Exactness is required throughout. Return every record once more.

- Dataset excerpts

== Segment start ==

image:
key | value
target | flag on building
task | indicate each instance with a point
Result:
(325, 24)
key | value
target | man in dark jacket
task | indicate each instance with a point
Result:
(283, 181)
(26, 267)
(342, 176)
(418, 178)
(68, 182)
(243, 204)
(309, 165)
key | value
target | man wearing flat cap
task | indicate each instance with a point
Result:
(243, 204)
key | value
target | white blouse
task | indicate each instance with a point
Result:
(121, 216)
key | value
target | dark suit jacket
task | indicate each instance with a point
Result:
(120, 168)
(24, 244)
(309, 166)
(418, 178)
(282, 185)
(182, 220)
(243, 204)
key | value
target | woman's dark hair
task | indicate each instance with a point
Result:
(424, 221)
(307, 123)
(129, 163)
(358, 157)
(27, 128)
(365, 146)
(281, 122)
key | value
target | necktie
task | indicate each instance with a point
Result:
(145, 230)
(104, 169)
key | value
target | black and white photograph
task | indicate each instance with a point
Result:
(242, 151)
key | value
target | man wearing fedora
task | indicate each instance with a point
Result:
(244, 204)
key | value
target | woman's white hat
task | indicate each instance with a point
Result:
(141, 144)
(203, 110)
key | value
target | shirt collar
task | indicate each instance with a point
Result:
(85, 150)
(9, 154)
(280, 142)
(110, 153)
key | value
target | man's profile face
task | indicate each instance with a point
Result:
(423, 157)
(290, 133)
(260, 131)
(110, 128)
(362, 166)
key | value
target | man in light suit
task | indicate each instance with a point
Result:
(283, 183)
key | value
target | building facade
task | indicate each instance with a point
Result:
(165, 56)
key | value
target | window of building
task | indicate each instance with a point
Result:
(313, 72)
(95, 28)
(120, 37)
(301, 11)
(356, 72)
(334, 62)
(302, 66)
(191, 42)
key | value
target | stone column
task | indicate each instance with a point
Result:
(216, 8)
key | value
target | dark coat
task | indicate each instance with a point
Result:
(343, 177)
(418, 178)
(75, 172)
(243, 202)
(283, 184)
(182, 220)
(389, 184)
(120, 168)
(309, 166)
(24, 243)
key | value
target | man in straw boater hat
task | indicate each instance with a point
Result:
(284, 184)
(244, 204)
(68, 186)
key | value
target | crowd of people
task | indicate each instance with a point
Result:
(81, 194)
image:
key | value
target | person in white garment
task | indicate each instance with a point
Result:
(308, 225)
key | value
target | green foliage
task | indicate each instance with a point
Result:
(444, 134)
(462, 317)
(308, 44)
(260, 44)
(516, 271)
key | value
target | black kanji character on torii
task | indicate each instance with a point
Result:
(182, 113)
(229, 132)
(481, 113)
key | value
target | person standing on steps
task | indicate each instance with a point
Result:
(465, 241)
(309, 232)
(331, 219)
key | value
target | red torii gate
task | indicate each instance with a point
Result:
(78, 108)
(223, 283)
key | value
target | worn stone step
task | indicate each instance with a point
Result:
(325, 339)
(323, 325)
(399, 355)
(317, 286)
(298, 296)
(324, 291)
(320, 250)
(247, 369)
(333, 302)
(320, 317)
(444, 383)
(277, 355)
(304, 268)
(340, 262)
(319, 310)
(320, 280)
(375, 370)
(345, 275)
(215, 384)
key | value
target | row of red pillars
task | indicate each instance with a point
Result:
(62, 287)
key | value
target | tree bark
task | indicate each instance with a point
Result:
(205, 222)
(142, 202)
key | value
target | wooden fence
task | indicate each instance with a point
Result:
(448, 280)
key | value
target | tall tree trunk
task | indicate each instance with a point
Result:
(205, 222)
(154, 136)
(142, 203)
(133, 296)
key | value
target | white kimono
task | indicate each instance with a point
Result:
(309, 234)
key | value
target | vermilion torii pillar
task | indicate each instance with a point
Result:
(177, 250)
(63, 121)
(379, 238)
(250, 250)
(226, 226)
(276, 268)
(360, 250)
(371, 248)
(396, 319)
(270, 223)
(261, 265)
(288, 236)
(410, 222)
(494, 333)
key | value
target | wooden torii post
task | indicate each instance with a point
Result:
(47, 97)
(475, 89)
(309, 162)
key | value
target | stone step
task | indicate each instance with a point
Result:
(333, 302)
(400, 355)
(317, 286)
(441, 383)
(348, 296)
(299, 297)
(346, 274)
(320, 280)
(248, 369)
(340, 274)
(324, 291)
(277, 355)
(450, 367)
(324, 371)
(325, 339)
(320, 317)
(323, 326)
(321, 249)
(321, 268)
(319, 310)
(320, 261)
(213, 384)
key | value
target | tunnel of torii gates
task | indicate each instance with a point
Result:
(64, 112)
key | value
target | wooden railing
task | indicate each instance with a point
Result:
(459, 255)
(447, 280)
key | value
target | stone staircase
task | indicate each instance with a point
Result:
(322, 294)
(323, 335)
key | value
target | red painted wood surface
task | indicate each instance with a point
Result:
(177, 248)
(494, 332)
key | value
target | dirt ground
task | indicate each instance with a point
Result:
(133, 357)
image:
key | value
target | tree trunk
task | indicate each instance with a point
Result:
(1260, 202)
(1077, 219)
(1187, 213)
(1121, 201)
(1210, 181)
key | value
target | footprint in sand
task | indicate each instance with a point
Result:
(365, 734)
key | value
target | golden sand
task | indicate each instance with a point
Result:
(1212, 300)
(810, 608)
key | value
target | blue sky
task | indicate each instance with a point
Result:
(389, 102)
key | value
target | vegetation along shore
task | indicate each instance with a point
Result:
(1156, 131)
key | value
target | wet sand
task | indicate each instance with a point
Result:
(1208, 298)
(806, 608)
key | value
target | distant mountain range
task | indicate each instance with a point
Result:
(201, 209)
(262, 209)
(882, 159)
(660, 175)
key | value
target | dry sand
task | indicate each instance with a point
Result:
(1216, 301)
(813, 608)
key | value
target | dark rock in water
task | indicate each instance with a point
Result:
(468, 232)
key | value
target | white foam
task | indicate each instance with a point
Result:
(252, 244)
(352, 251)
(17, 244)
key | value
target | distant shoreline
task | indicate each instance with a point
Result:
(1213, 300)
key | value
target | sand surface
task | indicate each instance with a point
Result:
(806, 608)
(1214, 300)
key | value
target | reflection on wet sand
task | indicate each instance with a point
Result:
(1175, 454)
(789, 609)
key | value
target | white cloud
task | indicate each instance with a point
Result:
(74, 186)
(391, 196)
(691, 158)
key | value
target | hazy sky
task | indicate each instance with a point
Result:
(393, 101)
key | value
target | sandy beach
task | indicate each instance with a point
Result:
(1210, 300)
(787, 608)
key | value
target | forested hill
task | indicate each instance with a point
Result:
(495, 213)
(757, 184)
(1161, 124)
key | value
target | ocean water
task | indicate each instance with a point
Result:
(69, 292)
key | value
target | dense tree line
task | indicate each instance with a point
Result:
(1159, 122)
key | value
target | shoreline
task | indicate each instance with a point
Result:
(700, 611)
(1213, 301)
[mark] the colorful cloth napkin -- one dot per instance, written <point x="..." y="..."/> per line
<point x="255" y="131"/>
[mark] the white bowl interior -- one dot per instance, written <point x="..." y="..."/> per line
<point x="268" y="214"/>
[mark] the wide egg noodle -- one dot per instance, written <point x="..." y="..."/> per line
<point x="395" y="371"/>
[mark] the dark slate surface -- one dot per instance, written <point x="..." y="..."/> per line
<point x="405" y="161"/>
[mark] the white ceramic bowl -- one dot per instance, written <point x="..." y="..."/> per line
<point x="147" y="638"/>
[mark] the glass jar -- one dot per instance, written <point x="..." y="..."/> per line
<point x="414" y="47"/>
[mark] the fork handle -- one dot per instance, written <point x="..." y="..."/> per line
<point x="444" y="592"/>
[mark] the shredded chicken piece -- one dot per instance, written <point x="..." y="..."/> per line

== Segment end ==

- Answer to the problem
image:
key | value
target | flag on building
task | indicate each instance with a point
Result:
(325, 24)
key | value
target | man in dark jacket
task | indicate each instance with a point
Result:
(283, 181)
(26, 267)
(342, 176)
(418, 178)
(68, 182)
(243, 204)
(309, 165)
key | value
target | man wearing flat cap
task | indicate each instance with a point
Result:
(243, 204)
key | value
target | white blouse
task | indicate each instance with a point
Result:
(121, 216)
key | value
target | dark suit jacket
task | indicate each instance with a point
Result:
(120, 168)
(24, 244)
(309, 166)
(418, 178)
(282, 185)
(182, 220)
(243, 204)
key | value
target | woman's dark hair
task | indicate each instance with a point
Result:
(424, 221)
(307, 123)
(129, 163)
(358, 157)
(27, 128)
(365, 146)
(281, 122)
key | value
target | necktie
task | indicate each instance with a point
Result:
(145, 230)
(104, 169)
key | value
target | black and white photograph
task | indicate each instance with a point
Result:
(242, 151)
key | value
target | man wearing fedora
task | indicate each instance with a point
Result:
(244, 204)
key | value
target | woman's white hat
task | indicate each instance with a point
Result:
(141, 144)
(203, 110)
key | value
target | shirt collar
task | indicate each instance with a point
Result:
(85, 150)
(9, 154)
(280, 142)
(110, 153)
key | value
target | man's profile face
task | indicate each instance with a point
Result:
(423, 157)
(290, 133)
(260, 131)
(110, 128)
(362, 166)
key | value
target | man in light suit
task | indicate each instance with a point
Result:
(283, 183)
key | value
target | building facade
task | indicate each instance with a point
Result:
(165, 56)
key | value
target | window of building
task | indicate each instance with a point
Result:
(313, 72)
(95, 28)
(120, 37)
(301, 11)
(356, 72)
(334, 62)
(302, 66)
(191, 42)
key | value
target | stone column
task | indicate each instance with a point
Result:
(216, 8)
key | value
target | dark coat
task | indicate each instance with a point
Result:
(343, 177)
(418, 178)
(75, 172)
(243, 202)
(283, 184)
(182, 220)
(389, 184)
(120, 168)
(309, 166)
(24, 243)
key | value
target | man in straw boater hat
task | indicate each instance with a point
Result:
(284, 184)
(244, 204)
(68, 186)
key | value
target | crowd of people
task | indicate each instance with a point
Result:
(81, 194)
image:
key | value
target | person in white garment
task | indicate each instance with a point
Result:
(308, 225)
key | value
target | green foliage
task | indicate each instance with a point
Result:
(444, 134)
(462, 317)
(308, 44)
(260, 44)
(516, 271)
key | value
target | black kanji character on torii
task | indicate each instance with a point
Result:
(182, 113)
(229, 132)
(481, 113)
key | value
target | person standing on steps
task | indicate each instance with a point
Result:
(465, 241)
(309, 232)
(331, 219)
key | value
target | red torii gate
task | indicate each instance with a point
Result:
(78, 108)
(223, 283)
key | value
target | worn stone step
task | indicate each instance with a point
Result:
(325, 339)
(323, 325)
(399, 355)
(317, 286)
(298, 296)
(324, 291)
(320, 250)
(247, 369)
(333, 302)
(320, 317)
(444, 383)
(277, 355)
(304, 268)
(340, 262)
(319, 310)
(320, 280)
(375, 370)
(345, 275)
(215, 384)
key | value
target | row of red pillars
task | indicate each instance with a point
Result:
(62, 287)
key | value
target | tree bark
task | indicate each instance with a point
Result:
(205, 222)
(142, 202)
key | value
target | wooden fence
task | indicate each instance with a point
Result:
(448, 280)
key | value
target | tall tree trunk
task | indicate each instance with a point
Result:
(205, 222)
(154, 136)
(142, 203)
(133, 296)
key | value
target | white kimono
task | indicate each instance with a point
Result:
(309, 234)
key | value
target | vermilion torii pillar
task | indicate each instance with a point
Result:
(177, 250)
(63, 121)
(379, 238)
(250, 250)
(226, 226)
(276, 268)
(360, 250)
(371, 248)
(396, 319)
(270, 223)
(261, 265)
(288, 236)
(410, 222)
(494, 333)
key | value
target | wooden torii post
task | indicate each instance with a point
Result:
(47, 97)
(475, 89)
(309, 162)
key | value
target | stone step
task | indicate each instance with a point
Result:
(333, 302)
(400, 355)
(317, 286)
(441, 383)
(348, 296)
(299, 297)
(346, 274)
(320, 280)
(248, 369)
(340, 274)
(324, 291)
(277, 355)
(450, 367)
(324, 371)
(325, 339)
(320, 317)
(323, 326)
(321, 249)
(321, 268)
(319, 310)
(320, 261)
(213, 384)
key | value
target | tunnel of torii gates
task | indicate each instance with a point
Result:
(64, 112)
key | value
target | wooden railing
task | indicate each instance with a point
Result:
(459, 255)
(447, 280)
key | value
target | stone staircase
task | indicate each instance with a point
Result:
(322, 294)
(323, 335)
key | value
target | red painted wood surface
task | indicate each instance with a point
Result:
(177, 248)
(494, 332)
key | value
target | dirt ground
task | indicate each instance with a point
Result:
(133, 357)
image:
key | value
target | tree trunk
task | indicate each instance with a point
Result:
(1260, 202)
(1077, 219)
(1187, 213)
(1121, 201)
(1210, 181)
key | value
target | footprint in sand
task | indicate each instance with a point
Result:
(365, 734)
key | value
target | golden sand
task | indicate each instance with a point
Result:
(1212, 300)
(810, 608)
key | value
target | blue sky
task | indicate each instance with a point
Result:
(389, 102)
key | value
target | vegetation along shore
task | indicate each instance with a point
Result:
(1156, 131)
key | value
target | wet sand
task | indicate each instance with a point
Result:
(1208, 298)
(806, 608)
key | value
target | distant mountain range
task | indicate each instance with a point
Result:
(201, 209)
(262, 209)
(882, 159)
(660, 175)
key | value
target | dry sand
task | indicate each instance with a point
Result:
(1216, 301)
(813, 608)
key | value
target | dark rock in water
task | indicate each instance with a point
Result:
(468, 232)
key | value
target | white foam
task | indicate each instance with a point
Result:
(252, 244)
(352, 251)
(17, 244)
key | value
target | distant shoreline
task | indicate each instance with a point
Result:
(1213, 300)
key | value
target | sand surface
task | indicate each instance with a point
Result:
(806, 608)
(1214, 300)
key | value
target | reflection on wet sand
task | indicate each instance with a point
Result:
(1175, 454)
(789, 609)
key | value
target | white cloud
task | indicate each instance with a point
Result:
(74, 186)
(391, 196)
(691, 158)
key | value
target | hazy sky
task | indicate each instance with a point
Result:
(393, 101)
key | value
target | sandy beach
task | indicate each instance with a point
Result:
(1210, 300)
(787, 608)
key | value
target | forested hill
task | indicate each instance with a point
Result:
(495, 213)
(757, 184)
(1161, 124)
key | value
target | ocean water
task | indicate each instance with a point
Result:
(69, 292)
key | value
target | dense tree line
task | indicate each instance with a point
Result:
(1159, 122)
key | value
target | shoreline
task | indicate each instance with a point
Result:
(700, 611)
(1213, 301)
[mark] the colorful cloth napkin -- one dot per instance, written <point x="..." y="..."/> per line
<point x="255" y="131"/>
[mark] the white bowl interior -- one dot per instance, written <point x="..." y="..."/> per line
<point x="268" y="214"/>
[mark] the wide egg noodle -- one dot per instance, written <point x="..." y="..."/> per line
<point x="395" y="371"/>
[mark] the dark slate surface -- one dot per instance, written <point x="..." y="..."/> per line
<point x="405" y="161"/>
[mark] the white ceramic bowl -- one dot per instance, written <point x="..." y="..."/> per line
<point x="147" y="638"/>
[mark] the glass jar -- one dot per instance, written <point x="..." y="..."/> per line
<point x="414" y="47"/>
[mark] the fork handle -- one dot per instance, written <point x="..." y="..."/> per line
<point x="444" y="592"/>
[mark] the shredded chicken piece -- one dot per instance, written <point x="..." y="..."/> per line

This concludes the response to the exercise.